**課題の目的 a**
下に載っている行のうち、「Look at the image above and tell me whether any concrete」を含む行から「[910,402,1000,441]」を含む行までの全部（両端を含む）を、空行を除いて番号付きリストにして並べること。

——

以下、当日配布したレジュメのテクスト部分です。

第27回東洋大学大学院社会学研究科院生共同セミナー・レジュメ  2001/02/03 @東洋大学

                東北シャマニズムにおける口承と書承の対位法
                                             ─山形県東田川郡三川町の事例を中心に─

はじめに
 本報告では、山形県庄内地方において「ミコサン」「ミコ」等と呼ばれる口寄せ巫女(1)により、同じく「太夫」と呼ばれる神職が司祭する共同祭祀(2)での公表を目的として事前になされる「カミオロシ=託宣」(3)に関し、それが正に口承と書承の交差する場であるという点に注目し、考察を加える。
 さて、報告者は死者の口寄せを主業態とすると言われてきたその多くが視力障害を持つ口寄せ巫女について、特に彼女等の共同祭祀と見なせる儀礼への関与のあり方についての調査を続けてきたが、ここでは同県東田川郡三川町猪子地区で行われている三つの事例における託宣が、文字を介して伝達され、記録される事に注目したい。その中心に位置する人物の多くが盲人であるがために、文字文化との距離が過大視され、あるいは彼等の伝承・語りの持つ口頭性に重きがおかれて来たためか、巫俗における両者、すなわち口承と書承の相互関係に関する検討は管見する限りきわめて乏しい情況にあるのだが(4)、それが故に以下に示す事例に顕著に現れている両者の関係について考えることには、極めて重要な意味があるものと考える。

1.事例
1-1 猪子地区の概観(5)
 猪子地区は184世帯、男377人、女423人の計800人(1999年7月31日現在)からなる。就業産業別人口は第一次産業が74人、第二次産業が193人、第三次産業が189人。うち第一次産業の内訳は農業が74人である(1995年国勢調査)。耕地面積計19,593aのうち、田18,734a、畑600a、樹園地59aであった(1997年山形県農業基本調査)。
 同地区に住むミコサンO・M巫女(1923年生)は盲目の口寄せ巫女であり、死者の口寄せは年齢的な事情から既に止めているが、三川町とその周辺地域の以下に挙げるような共同祭祀に活発に関与している。

1-2 三つの共同祭祀とその託宣の記録と伝達
a.地神講:猪子は慣習的に「上」/「下」二つに分かれているが、地神講には「上」の54戸が加入している。3月21日が祭典日で、事前に(1999年は2月28日)O・M巫女のところへ託宣を聞きに行きこれを録音、その内容を書き起こしワード・プロセッサを用いて印刷したものを直会の席で配布し、さらにこれを「堅牢地神講御託宣」と表紙に書かれた帳面に墨書にて清書し、次の宿元に渡す。直会の席で印刷して配布するようになったのは1994-5年のことで、それ以前は司会者が口頭で読み上げていたという。報告者が見学した1999年の直会でもそうであったが、印刷されるようになってからは読み上げることはなくなったとの事である。

——

**課題の目的 b**
東北シャマニズムの口承と書承を扱ったレジュメを、最後の文に続けて書き進めること。

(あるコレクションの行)
——

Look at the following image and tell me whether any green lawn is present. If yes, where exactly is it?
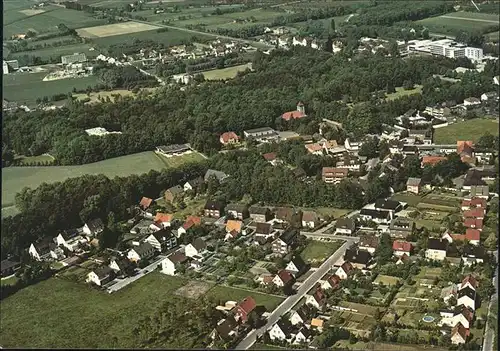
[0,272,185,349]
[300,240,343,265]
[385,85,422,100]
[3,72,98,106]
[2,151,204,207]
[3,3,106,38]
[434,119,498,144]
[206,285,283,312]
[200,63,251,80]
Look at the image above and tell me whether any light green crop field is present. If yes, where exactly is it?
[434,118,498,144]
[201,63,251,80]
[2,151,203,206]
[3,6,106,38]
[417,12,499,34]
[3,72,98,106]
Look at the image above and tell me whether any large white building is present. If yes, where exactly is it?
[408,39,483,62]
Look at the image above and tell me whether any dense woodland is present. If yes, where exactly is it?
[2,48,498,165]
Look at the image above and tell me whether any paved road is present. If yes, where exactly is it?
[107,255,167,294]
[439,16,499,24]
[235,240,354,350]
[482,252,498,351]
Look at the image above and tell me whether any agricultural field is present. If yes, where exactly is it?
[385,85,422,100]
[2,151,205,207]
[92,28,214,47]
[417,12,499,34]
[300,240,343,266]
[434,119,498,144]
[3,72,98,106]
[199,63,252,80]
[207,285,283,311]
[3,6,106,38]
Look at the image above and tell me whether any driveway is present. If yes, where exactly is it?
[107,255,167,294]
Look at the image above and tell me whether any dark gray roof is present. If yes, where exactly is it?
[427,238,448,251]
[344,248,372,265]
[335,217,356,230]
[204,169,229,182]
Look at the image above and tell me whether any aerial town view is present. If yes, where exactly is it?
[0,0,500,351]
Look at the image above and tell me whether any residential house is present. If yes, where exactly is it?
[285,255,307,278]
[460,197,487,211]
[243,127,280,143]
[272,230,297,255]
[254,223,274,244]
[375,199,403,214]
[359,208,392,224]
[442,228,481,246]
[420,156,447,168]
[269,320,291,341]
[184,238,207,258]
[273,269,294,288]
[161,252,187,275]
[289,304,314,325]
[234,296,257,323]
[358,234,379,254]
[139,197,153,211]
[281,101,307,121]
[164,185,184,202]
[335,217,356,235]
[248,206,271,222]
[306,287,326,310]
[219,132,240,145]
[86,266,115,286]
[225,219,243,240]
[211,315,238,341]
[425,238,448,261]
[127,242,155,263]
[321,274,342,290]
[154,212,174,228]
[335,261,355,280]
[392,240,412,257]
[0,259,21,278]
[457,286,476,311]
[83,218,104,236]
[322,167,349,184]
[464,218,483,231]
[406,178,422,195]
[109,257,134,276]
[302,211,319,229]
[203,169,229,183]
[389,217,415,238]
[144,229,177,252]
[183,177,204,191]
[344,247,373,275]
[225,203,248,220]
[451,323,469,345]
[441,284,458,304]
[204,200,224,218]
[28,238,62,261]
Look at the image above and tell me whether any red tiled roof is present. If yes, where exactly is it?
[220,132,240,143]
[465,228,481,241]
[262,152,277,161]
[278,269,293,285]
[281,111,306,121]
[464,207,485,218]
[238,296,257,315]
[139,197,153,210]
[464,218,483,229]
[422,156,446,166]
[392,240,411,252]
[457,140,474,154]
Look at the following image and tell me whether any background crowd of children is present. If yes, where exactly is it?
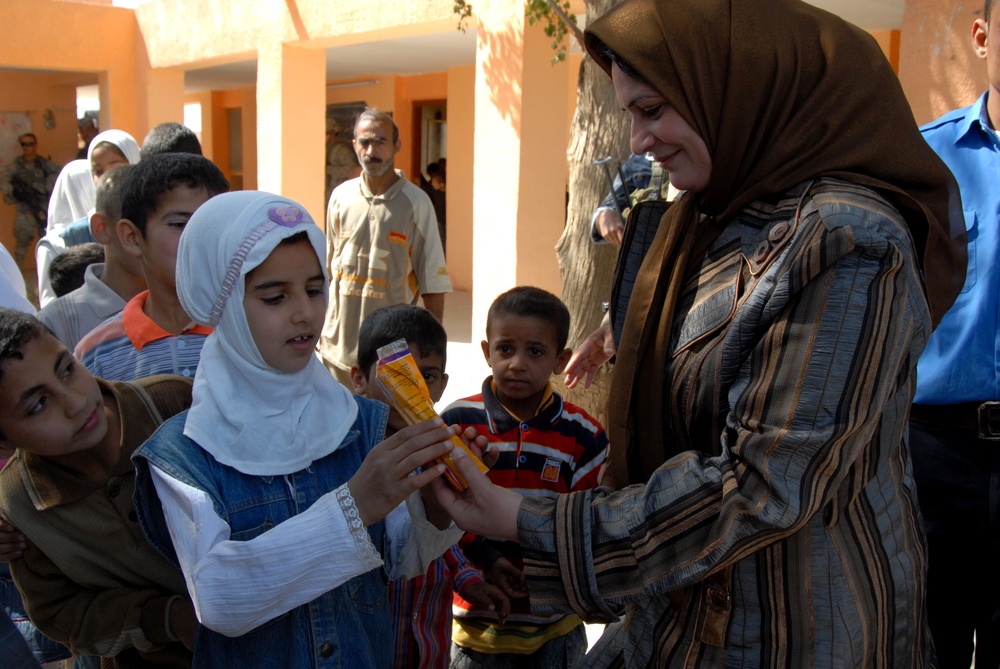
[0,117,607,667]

——

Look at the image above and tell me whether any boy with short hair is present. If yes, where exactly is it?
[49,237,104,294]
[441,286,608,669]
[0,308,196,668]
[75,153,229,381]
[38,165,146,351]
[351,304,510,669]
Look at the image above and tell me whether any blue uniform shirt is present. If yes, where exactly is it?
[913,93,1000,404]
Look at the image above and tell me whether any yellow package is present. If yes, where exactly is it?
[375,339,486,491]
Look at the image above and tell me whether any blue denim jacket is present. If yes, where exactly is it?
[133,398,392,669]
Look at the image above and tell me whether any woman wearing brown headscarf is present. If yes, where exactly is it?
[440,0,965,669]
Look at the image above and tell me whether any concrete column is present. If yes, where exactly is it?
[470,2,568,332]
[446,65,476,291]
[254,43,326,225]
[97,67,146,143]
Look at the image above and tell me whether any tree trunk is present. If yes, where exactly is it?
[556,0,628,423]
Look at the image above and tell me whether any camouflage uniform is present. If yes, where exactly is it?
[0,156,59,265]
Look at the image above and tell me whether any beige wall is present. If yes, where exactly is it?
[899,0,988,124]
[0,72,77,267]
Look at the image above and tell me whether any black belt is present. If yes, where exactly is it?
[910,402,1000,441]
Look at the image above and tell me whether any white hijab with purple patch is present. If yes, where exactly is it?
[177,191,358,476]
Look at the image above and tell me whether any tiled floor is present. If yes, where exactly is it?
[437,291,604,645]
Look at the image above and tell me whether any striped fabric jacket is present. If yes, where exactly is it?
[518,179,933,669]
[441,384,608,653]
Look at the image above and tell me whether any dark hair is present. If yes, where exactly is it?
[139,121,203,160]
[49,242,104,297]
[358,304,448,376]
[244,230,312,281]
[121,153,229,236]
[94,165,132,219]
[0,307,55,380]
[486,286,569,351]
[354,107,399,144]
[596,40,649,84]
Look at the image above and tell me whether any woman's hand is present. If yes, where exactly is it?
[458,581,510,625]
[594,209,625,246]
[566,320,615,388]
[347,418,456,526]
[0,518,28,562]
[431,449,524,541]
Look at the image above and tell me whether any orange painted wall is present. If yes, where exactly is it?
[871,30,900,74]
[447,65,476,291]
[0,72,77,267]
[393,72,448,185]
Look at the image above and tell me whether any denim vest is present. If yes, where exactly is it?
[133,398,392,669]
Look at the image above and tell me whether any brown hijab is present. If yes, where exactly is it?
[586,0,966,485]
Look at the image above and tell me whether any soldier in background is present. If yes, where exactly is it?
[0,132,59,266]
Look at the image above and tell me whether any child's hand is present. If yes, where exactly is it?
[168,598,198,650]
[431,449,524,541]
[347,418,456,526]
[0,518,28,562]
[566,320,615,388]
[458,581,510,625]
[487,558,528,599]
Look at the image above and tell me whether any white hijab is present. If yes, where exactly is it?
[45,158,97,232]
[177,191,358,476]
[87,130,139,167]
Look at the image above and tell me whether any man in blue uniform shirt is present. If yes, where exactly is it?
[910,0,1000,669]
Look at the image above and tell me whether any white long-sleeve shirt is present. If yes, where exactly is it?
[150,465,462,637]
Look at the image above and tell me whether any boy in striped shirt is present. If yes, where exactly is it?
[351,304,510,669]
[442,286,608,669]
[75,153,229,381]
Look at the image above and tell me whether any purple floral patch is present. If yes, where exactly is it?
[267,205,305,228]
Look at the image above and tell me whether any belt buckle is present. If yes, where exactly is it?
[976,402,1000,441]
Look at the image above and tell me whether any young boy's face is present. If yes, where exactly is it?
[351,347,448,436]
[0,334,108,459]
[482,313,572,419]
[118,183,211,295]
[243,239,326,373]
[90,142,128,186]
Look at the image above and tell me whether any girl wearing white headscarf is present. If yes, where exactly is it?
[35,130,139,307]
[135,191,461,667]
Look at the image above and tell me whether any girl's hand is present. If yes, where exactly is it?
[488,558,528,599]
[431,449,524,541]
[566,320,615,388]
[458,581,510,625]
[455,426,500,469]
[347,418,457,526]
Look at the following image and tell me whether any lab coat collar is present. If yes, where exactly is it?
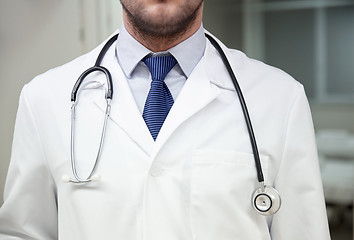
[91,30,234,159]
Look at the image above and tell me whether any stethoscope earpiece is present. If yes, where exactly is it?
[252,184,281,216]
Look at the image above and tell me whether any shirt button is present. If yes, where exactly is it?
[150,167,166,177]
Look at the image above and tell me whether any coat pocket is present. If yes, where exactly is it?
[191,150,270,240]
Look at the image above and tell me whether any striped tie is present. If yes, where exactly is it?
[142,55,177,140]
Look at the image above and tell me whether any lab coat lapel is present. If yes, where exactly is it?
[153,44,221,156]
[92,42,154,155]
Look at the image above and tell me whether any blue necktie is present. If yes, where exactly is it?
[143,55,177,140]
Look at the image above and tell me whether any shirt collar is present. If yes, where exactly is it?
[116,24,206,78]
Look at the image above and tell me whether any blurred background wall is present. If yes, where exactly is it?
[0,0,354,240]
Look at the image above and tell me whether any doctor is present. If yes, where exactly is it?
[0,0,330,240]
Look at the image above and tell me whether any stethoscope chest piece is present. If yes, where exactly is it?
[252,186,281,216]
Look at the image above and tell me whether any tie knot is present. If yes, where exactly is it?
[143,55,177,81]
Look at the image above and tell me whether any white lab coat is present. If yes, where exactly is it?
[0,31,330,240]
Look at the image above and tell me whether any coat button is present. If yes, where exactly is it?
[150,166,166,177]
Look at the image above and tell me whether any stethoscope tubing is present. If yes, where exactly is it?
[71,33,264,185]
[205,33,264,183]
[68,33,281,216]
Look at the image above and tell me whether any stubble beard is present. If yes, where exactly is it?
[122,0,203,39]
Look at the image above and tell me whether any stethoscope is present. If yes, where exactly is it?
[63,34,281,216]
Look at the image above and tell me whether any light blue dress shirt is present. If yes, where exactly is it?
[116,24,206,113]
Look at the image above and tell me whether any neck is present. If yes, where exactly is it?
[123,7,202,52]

——

**作業の結果 a**
1. Look at the image above and tell me whether any concrete column is present. If yes, where exactly is it?
2. [470,2,568,332]
3. [446,65,476,291]
4. [254,43,326,225]
5. [97,67,146,143]
6. Look at the image above and tell me whether any tree trunk is present. If yes, where exactly is it?
7. [556,0,628,423]
8. Look at the image above and tell me whether any camouflage uniform is present. If yes, where exactly is it?
9. [0,156,59,265]
10. Look at the image above and tell me whether any beige wall is present. If yes, where exactly is it?
11. [899,0,988,124]
12. [0,72,77,267]
13. Look at the image above and tell me whether any black belt is present. If yes, where exactly is it?
14. [910,402,1000,441]

**作業の結果 b**
 最古の託宣記録としては、1921年のものが存在する(資料1)。以後、第2次世界大戦を経てその記述は次第に簡略化し、1959年のものは農産物に関する記述と火難のみが扱われている(資料2)。その後徐々に記述が詳細なものになり、1999年のものは、最長である(図1、資料3)。また「堅牢地神講御託宣」と表紙に書かれた帳面には1969年以後の託宣記録が、毎年もれなく編年順に収められている(それ以前のものも収められているが、年号は不連続である。)。表紙のないもう一分冊には1921年から1968年分までが、ばらばらな年号順に収められている。

b.大神講:旧村社・琴平神社境内にある天照皇大神宮を祀る祭祀で、講員は20名(内13戸が八幡講に、7戸が地神講に重複加入している。)、祭典日は3月16日である。事前に(1999年は3月10日)O・M巫女の託宣を聞きに行き、当日直会の前に口頭で報告する。託宣を記録した紙片があり、会計記録などと一緒に箱に入れ、祭典が終わると次の年の宿元に渡す。託宣記録は便箋、大学ノート、原稿用紙に鉛筆、ボールペン、ワード・プロセッサ(これは1996年のみ。)その他を用いて書かれている。1980年のものが最古であり、その内容、形式、筆記具は、全く不連続に変化する。また、これらの託宣記録は綴じられていない。1999年のものを資料として掲げる(図2、資料4)。

c.八幡講:八幡神社は旧無格社で、「下」のうちの60戸が加入している。祭典は3月19日で、事前に(1999年には3月3日)O・M巫女のところで託宣を聞いてくる。これが直会の席で配られる手書きの「八幡神社収支計算書」に簡潔にまとめられて記載される(図3、資料5)。会計報告は行われるものの、託宣の部分が読み上げられるという事はなく、また清書・保存も行われていない。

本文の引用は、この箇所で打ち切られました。